START The records

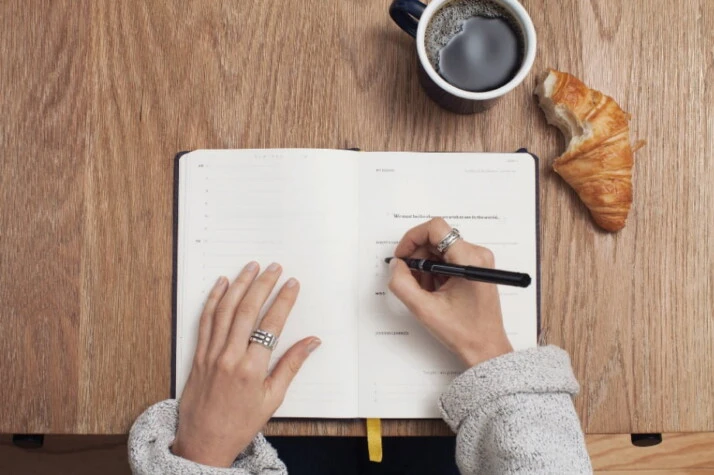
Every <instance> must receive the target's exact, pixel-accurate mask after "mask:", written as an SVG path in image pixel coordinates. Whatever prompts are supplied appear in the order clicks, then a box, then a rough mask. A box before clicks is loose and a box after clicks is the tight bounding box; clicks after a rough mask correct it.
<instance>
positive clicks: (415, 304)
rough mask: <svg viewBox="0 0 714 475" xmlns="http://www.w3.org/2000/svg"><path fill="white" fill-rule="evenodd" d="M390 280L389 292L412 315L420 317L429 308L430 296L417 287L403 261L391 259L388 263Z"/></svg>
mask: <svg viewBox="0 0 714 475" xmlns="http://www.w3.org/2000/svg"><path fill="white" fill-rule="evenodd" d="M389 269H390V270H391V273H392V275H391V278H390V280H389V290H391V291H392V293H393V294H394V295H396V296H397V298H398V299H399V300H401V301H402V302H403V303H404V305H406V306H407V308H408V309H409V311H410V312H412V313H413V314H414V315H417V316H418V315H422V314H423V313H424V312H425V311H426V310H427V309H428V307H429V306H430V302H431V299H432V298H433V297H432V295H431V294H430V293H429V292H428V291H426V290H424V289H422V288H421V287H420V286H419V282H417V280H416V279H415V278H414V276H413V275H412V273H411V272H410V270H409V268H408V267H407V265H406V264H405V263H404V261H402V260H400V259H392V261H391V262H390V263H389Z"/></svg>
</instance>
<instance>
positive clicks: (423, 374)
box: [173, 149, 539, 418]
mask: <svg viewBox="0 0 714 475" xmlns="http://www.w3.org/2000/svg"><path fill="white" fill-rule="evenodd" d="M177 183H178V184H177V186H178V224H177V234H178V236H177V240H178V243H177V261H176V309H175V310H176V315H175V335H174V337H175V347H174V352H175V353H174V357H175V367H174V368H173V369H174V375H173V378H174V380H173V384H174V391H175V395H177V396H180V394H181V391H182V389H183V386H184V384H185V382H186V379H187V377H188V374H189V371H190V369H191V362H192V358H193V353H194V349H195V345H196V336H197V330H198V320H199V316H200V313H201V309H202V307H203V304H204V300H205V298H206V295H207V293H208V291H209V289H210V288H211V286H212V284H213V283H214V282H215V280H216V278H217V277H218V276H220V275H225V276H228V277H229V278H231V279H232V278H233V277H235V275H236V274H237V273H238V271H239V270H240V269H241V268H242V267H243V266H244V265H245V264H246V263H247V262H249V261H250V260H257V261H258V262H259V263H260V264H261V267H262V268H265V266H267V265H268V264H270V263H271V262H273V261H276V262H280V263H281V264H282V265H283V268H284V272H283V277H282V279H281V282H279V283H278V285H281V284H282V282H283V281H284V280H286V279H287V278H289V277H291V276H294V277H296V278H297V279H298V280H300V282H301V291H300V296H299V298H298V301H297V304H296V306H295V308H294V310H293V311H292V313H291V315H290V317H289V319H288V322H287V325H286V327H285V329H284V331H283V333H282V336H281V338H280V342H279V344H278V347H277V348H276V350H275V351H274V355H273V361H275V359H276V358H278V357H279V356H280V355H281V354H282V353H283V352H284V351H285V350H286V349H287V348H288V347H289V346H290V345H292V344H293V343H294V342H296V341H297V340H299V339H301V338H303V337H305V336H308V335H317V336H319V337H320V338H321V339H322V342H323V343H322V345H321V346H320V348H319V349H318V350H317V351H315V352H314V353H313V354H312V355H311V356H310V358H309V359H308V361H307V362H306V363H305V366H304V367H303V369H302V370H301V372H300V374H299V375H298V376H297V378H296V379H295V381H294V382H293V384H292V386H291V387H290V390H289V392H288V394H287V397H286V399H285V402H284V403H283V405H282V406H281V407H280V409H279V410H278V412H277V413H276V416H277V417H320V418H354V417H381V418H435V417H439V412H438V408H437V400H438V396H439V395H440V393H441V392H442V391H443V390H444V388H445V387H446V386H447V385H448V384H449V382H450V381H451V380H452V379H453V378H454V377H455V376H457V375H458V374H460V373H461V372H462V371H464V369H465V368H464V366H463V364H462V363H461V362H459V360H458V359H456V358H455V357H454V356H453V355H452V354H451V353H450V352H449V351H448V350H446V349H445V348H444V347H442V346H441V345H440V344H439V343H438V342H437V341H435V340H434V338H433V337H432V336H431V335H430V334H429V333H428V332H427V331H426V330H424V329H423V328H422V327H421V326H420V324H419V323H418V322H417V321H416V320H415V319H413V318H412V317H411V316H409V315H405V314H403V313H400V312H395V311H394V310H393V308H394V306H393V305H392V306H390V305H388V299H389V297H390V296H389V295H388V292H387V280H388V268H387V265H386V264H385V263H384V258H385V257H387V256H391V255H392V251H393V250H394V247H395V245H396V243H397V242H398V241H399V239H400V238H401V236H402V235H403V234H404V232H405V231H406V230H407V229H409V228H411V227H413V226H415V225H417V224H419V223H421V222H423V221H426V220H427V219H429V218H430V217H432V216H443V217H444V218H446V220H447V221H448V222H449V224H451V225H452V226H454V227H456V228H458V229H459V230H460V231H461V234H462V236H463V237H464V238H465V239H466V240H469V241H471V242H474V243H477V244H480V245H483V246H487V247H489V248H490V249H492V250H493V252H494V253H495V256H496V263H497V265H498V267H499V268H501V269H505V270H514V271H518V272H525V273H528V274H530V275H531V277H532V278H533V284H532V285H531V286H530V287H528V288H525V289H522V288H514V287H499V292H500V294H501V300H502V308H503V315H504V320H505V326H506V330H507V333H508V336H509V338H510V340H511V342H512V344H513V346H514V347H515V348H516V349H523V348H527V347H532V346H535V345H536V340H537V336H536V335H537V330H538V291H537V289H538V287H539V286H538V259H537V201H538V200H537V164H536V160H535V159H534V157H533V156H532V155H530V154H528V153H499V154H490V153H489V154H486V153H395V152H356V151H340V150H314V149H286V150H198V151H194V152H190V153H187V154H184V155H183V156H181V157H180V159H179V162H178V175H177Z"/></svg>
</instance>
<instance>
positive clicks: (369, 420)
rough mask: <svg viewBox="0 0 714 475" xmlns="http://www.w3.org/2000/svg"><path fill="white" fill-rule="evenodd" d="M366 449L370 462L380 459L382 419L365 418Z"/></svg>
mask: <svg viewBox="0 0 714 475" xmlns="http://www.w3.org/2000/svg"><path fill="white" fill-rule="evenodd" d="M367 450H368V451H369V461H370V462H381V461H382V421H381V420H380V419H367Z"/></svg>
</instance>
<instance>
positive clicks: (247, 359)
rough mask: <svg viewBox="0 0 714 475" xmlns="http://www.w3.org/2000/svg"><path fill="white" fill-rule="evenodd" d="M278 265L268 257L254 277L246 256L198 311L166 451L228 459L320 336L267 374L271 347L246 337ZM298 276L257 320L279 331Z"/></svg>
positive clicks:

END The records

__Work to complete__. Pick out each line of the material above that contains the string "positive". Case matters.

__Written answer__.
positive clicks: (415, 304)
positive clicks: (423, 374)
positive clicks: (369, 420)
positive clicks: (247, 359)
positive clicks:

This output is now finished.